PROMPT
A faithful copy of the data, pictures omitted, is the required answer.

"""

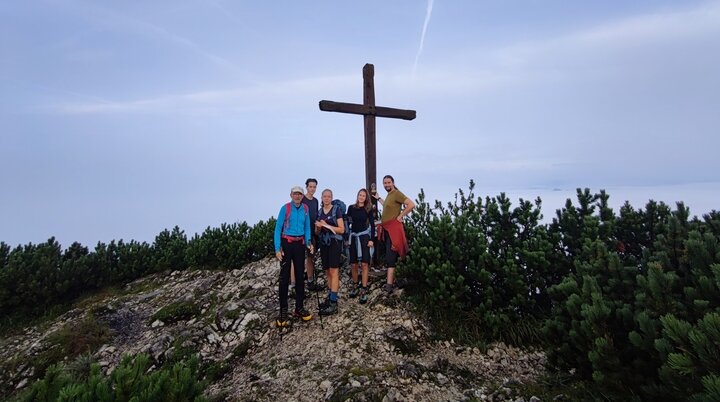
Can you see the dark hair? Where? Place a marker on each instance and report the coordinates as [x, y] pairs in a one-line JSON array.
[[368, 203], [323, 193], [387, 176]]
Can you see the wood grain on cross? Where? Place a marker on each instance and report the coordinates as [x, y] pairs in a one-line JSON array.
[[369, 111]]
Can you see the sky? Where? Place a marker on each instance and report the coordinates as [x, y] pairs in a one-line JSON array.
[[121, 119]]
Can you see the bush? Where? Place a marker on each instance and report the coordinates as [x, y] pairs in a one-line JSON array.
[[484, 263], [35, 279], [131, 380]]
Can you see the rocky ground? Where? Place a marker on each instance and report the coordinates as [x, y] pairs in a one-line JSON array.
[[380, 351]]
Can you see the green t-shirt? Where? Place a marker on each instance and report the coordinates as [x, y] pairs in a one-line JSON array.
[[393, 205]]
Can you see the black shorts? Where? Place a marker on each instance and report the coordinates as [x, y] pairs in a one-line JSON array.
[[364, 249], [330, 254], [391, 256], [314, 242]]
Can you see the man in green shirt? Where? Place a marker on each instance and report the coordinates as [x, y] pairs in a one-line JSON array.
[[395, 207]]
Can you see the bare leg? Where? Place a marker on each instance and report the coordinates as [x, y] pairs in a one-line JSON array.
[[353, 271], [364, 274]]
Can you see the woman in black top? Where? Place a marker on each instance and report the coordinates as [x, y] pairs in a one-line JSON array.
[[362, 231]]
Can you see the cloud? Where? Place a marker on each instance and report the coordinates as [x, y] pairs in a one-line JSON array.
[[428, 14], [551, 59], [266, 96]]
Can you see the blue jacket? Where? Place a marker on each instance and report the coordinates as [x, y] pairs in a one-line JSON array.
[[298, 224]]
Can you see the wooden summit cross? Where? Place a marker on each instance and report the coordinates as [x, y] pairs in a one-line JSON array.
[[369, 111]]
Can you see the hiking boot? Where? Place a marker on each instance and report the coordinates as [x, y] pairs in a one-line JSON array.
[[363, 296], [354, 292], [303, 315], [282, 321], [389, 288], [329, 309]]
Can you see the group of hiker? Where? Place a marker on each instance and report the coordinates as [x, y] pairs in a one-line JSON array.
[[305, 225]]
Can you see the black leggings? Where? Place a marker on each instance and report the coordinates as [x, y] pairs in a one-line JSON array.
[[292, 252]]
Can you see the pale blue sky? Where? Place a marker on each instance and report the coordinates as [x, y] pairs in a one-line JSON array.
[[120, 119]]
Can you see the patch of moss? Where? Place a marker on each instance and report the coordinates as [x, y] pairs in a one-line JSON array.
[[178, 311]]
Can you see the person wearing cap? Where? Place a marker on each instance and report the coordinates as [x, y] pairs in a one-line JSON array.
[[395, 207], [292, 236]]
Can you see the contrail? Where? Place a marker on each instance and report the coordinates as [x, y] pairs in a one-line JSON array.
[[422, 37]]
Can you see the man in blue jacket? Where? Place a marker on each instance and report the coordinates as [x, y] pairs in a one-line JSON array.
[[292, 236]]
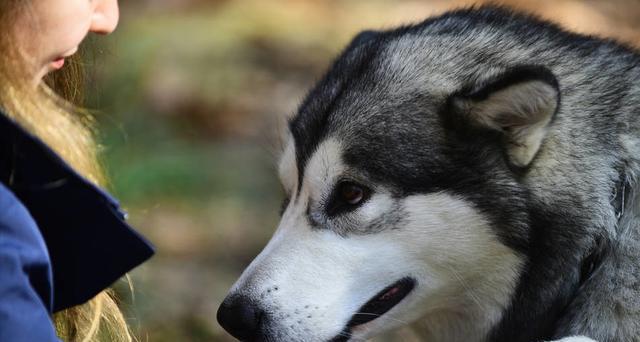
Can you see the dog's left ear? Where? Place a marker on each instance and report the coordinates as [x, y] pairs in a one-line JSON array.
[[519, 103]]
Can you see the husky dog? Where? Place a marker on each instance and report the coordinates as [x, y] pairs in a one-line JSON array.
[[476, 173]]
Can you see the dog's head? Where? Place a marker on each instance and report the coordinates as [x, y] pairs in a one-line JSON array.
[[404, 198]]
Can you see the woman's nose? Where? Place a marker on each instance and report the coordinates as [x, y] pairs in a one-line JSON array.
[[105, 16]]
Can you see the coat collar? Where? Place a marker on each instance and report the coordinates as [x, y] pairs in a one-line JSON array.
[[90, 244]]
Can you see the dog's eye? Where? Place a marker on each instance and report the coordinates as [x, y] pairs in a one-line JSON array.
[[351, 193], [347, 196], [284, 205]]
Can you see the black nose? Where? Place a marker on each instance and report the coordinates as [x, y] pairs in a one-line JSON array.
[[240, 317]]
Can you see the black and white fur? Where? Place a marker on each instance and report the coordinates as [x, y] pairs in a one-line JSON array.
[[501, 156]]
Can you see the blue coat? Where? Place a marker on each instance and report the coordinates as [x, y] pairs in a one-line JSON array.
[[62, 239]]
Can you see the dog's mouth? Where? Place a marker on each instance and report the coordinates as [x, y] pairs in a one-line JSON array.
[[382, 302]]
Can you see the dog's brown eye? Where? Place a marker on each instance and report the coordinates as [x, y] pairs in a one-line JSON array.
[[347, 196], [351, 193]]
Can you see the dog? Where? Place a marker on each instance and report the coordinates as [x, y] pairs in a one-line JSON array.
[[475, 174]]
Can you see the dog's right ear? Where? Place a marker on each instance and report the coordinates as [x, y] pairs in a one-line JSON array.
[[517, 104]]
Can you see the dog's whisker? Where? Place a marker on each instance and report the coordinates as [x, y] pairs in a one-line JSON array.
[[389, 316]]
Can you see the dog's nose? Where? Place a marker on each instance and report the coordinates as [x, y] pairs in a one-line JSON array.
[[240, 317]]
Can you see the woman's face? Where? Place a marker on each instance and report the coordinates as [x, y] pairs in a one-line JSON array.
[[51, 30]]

"""

WORKED SOLUTION
Can you see the dark hair? Where? Place a marker on each instance and report the coordinates as [x, y] pairs in a one-line JSON array.
[[368, 203], [323, 193], [387, 176]]
Can you see the wood grain on cross? Where? Place a marker on each instance and report the coordinates as [x, y] pairs in a one-line JSON array.
[[369, 111]]
Can you see the sky? Where? Place a marker on each instance and report the coordinates as [x, y] pairs in a one-line JSON array.
[[121, 119]]
Can you see the bush? Where? Place a marker on each instance and report the coordinates as [x, y] pairs in a one-line JSON array.
[[484, 263], [35, 279], [131, 380]]
Can you see the rocky ground? Where? Place a marker on each instance and report the coordinates as [x, y] pairs in a one-line JSON array.
[[380, 351]]
Can you see the green t-shirt? Where? Place a marker on each instance and report the coordinates as [x, y] pairs in a one-line JSON array.
[[393, 205]]
Can you see the black shorts? Where? Place a marker on each instance and report the coordinates as [x, y] pairs in a one-line JSON array.
[[364, 249], [330, 254], [391, 256], [314, 242]]
Can you see the man in green shirt? Where? Place a marker on each instance and report the coordinates as [x, y] pairs in a one-line JSON array.
[[395, 207]]
Can you see the bare leg? Where? Place a marker on each instance and report the coordinates as [x, y] pairs in a one-line JSON array.
[[353, 271], [364, 274]]
Can you see the woman in black top? Where? Place a marker on each instance and report the coordinates as [x, y] pairs in a one-line JSON array.
[[362, 231]]
Can you see the cloud? Where? Place a marker on each instance and report the coordinates as [x, y] pairs in a one-line JSON array.
[[428, 14], [551, 59], [266, 96]]
Can you see the blue jacket? Where? Place a marker on each instance and report the coordinates as [x, y] pairs in a one-line JSON array.
[[298, 224]]
Can you see the wooden summit cross? Where? Place a marker on each instance and report the coordinates as [x, y] pairs in a one-line JSON array.
[[369, 111]]
Can you see the hiking boot? Where? Place a marker on each instance and report the coordinates as [x, y] pairs in a one-line JSON array.
[[363, 296], [354, 292], [303, 315], [282, 321], [389, 288], [329, 309]]
Can you see the group of hiker? Where? Place a marker on each instance and report the coordinates as [x, y] pairs in a one-line JSON array.
[[305, 225]]
Can you see the black leggings? Where? Place a marker on each instance and report the coordinates as [x, y] pairs in a one-line JSON array.
[[292, 252]]
Can you see the pale blue sky? Where? Place a marker on each instance and report the coordinates as [x, y] pairs in a one-line JSON array.
[[120, 119]]
Can you see the patch of moss? Where? Place a marker on each instance and report the coordinates as [x, y] pairs in a one-line JSON array.
[[178, 311]]
Can you see the person wearing cap? Where? Place a marker on each instance and report the coordinates as [x, y] pairs in a one-line JSON array.
[[395, 207], [292, 236]]
Can you see the contrail? Where? Place a marker on each instance and report the coordinates as [x, y] pairs in a one-line JSON array.
[[422, 37]]
Can you see the man in blue jacket? Where? Place a marker on each instance and report the coordinates as [x, y] pairs in a one-line JSON array.
[[292, 236]]
Can you see the dog's left ear? Where? Place a marker on each instance and report the coordinates as [x, y] pairs in a one-line JSON array.
[[519, 103]]
Can you see the husky dog? Where? Place a marker on each instance and report the coordinates as [x, y] pairs in a one-line JSON array.
[[476, 173]]
Can you see the dog's head? Where? Place a marker on each instance and report the coordinates as [x, y] pairs in a one-line JSON array.
[[404, 198]]
Can you see the woman's nose? Where? Place a marker on each instance and report the coordinates as [x, y] pairs in a one-line JSON array.
[[105, 16]]
Can you see the coat collar? Where? Place a marker on each instance and report the coordinates as [x, y] pairs in a one-line JSON array.
[[90, 244]]
Can you see the dog's eye? Where? Place a marker on each instance and report the coordinates as [x, y] pairs in a one-line JSON array.
[[351, 193], [347, 196], [284, 205]]
Can you see the black nose? Where? Place a marker on each instance and report the coordinates as [x, y] pairs in a one-line JSON array.
[[240, 317]]
Can you see the black and white fur? Where? Place a marker on each instance and report the coordinates as [x, y] pairs in a one-line JSON array.
[[501, 156]]
Can you see the blue coat? Where? Place a marker on each instance and report the coordinates as [x, y] pairs in a one-line JSON array.
[[62, 239]]
Can you see the dog's mouth? Where? Place a marker on each instance and report the coordinates as [x, y] pairs in a one-line JSON array.
[[382, 302]]
Can you see the dog's brown eye? Where? Place a marker on each instance and report the coordinates as [x, y] pairs in a one-line JSON array.
[[347, 196], [351, 193]]
Can you see the dog? Where? Place a marker on each instance and report the coordinates as [x, y] pairs in a one-line JSON array.
[[475, 174]]
Can you see the dog's right ear? Where? Place a marker on each instance and report the coordinates as [x, y] pairs in a one-line JSON array.
[[517, 104]]
Can you see the dog's whisker? Where? Place a marker on each instance and report the coordinates as [x, y] pairs in a one-line JSON array.
[[389, 316]]
Can you see the dog's nose? Where? Place a marker on each instance and report the coordinates as [x, y] pairs in a one-line JSON array.
[[240, 317]]
Can you see the woman's face? Where? Place a marker on each instance and report the coordinates as [x, y] pairs in a one-line JSON array.
[[51, 30]]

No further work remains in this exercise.